What is expected:
Retype everything from the line containing "# test: pointer emits one marker per instance of the blurred" down to the line containing "x=456 y=483", both of those lines included, with no changes.

Records to use:

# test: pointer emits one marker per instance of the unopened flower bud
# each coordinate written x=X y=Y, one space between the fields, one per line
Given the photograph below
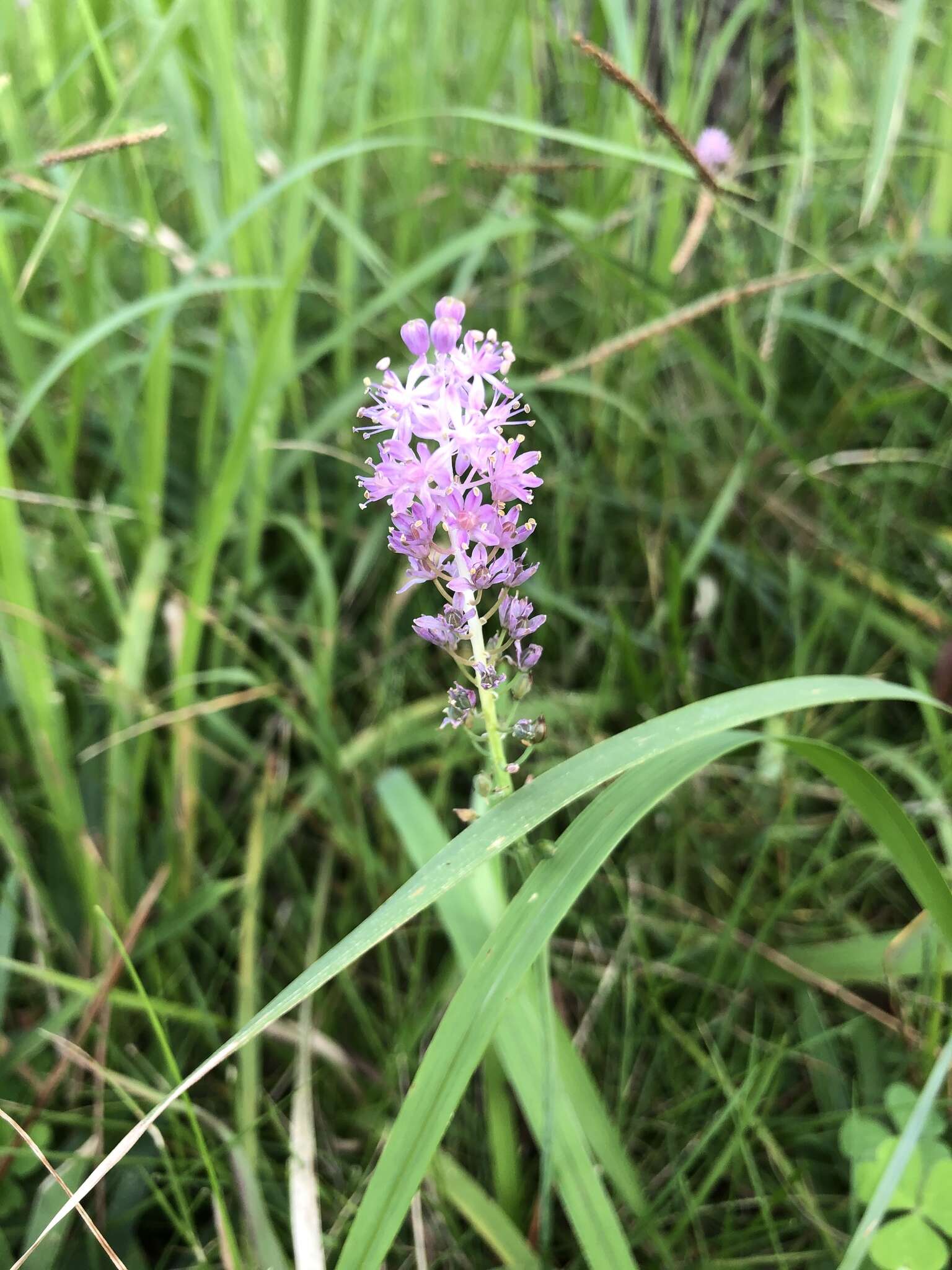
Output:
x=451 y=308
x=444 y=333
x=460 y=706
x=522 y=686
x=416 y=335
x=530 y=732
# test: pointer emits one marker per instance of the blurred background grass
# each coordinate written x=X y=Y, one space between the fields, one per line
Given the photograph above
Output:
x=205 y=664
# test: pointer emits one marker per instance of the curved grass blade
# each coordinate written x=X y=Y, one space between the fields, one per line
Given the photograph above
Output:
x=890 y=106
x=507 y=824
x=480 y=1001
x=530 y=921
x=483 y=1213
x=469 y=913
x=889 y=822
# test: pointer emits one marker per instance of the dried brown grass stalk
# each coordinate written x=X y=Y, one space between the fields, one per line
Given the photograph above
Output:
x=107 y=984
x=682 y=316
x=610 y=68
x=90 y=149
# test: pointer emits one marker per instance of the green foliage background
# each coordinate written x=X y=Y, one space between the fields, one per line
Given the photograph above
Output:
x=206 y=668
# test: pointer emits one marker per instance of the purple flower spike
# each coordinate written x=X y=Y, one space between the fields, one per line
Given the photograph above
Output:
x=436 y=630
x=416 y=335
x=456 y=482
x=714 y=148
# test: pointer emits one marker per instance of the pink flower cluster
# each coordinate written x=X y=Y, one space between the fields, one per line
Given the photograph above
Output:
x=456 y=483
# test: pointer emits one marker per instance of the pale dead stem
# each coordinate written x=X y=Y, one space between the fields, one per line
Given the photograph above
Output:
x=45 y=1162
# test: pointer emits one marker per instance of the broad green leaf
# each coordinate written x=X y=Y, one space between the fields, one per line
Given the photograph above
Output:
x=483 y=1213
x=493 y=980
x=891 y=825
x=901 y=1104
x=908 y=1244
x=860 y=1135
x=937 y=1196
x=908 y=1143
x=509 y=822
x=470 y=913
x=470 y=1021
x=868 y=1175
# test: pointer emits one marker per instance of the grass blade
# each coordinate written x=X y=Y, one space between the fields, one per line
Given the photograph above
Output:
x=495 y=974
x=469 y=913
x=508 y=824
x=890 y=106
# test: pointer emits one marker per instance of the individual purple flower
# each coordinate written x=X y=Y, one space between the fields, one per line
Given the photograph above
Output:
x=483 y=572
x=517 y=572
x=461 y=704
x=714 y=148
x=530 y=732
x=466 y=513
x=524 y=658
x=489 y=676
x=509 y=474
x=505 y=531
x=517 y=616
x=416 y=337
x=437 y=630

==

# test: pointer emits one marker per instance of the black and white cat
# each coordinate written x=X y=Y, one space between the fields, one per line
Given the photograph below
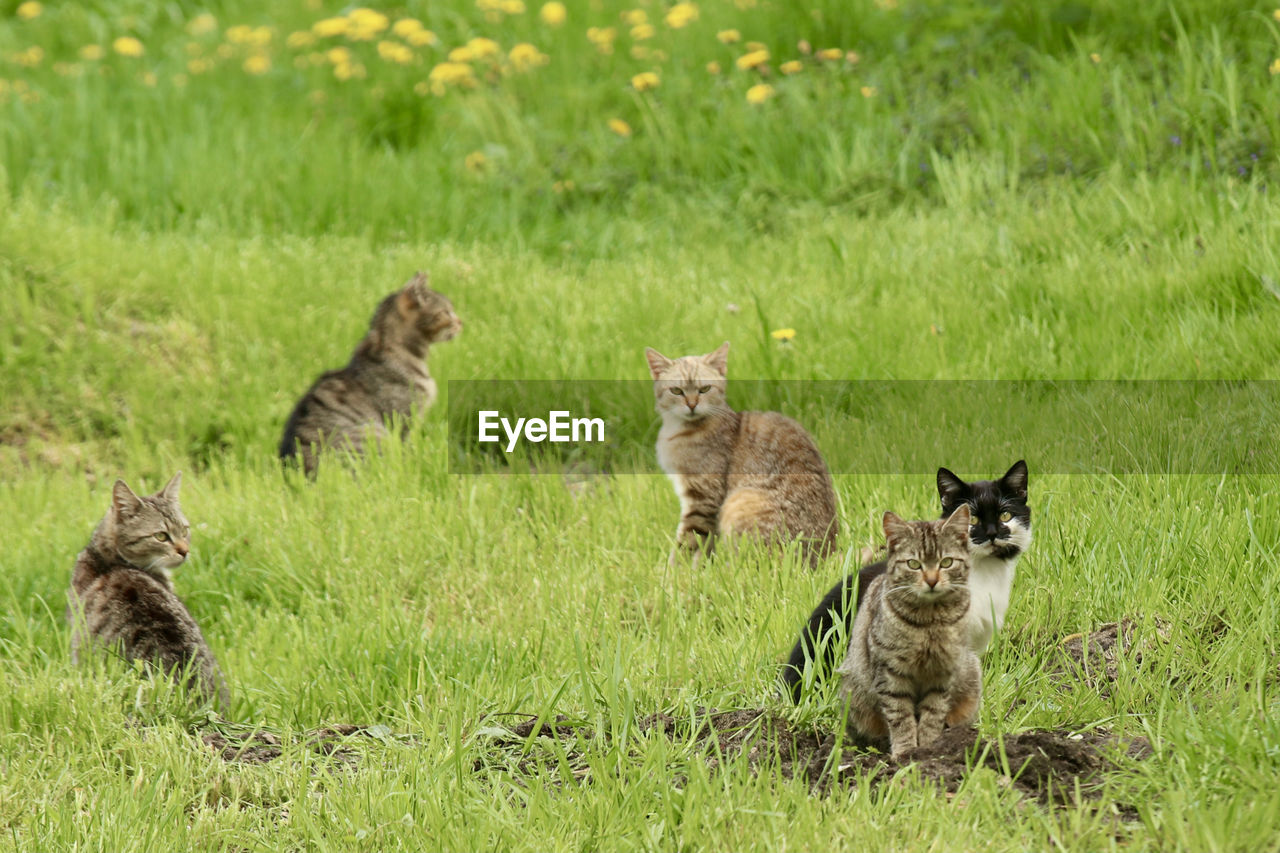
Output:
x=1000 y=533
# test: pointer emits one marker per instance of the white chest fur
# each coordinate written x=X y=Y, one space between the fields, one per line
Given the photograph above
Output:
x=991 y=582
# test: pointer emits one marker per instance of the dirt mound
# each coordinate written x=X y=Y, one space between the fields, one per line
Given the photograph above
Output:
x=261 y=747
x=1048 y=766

Solution for this exercise:
# test: pointer emits one marker per instance of the blurred background grass
# each coordinate written x=X y=Y, one space between the fields, one per line
Given the photograph above
Output:
x=205 y=664
# test: pointer emits one marker per instance of the curved grass blade
# each coordinate written x=X y=Y, one space between the fields, one per line
Given the photograph above
Output:
x=890 y=106
x=507 y=824
x=480 y=1001
x=530 y=921
x=483 y=1213
x=469 y=913
x=889 y=822
# test: pointer emits one marker per instance of the dried brown grass stalk
# each coordinate written x=X y=Y, one space between the fields, one per line
Given the photograph above
Output:
x=107 y=984
x=682 y=316
x=610 y=68
x=90 y=149
# test: pointer emits one marker per instance of the green foliage background
# each coordinate written x=X y=Y, one space between the fields, one per line
Given the photograph above
Output:
x=206 y=668
# test: pointer emits one marker per instance of the purple flower spike
# each coordinate written x=X y=Y, one space between the fields, one per line
Given the photograph above
Output:
x=436 y=630
x=416 y=335
x=456 y=482
x=714 y=148
# test: pointer emits one marker per instance of the pink flower cluster
# each coordinate written x=X y=Y, one space between the fields, one per line
Given the photograph above
Output:
x=456 y=483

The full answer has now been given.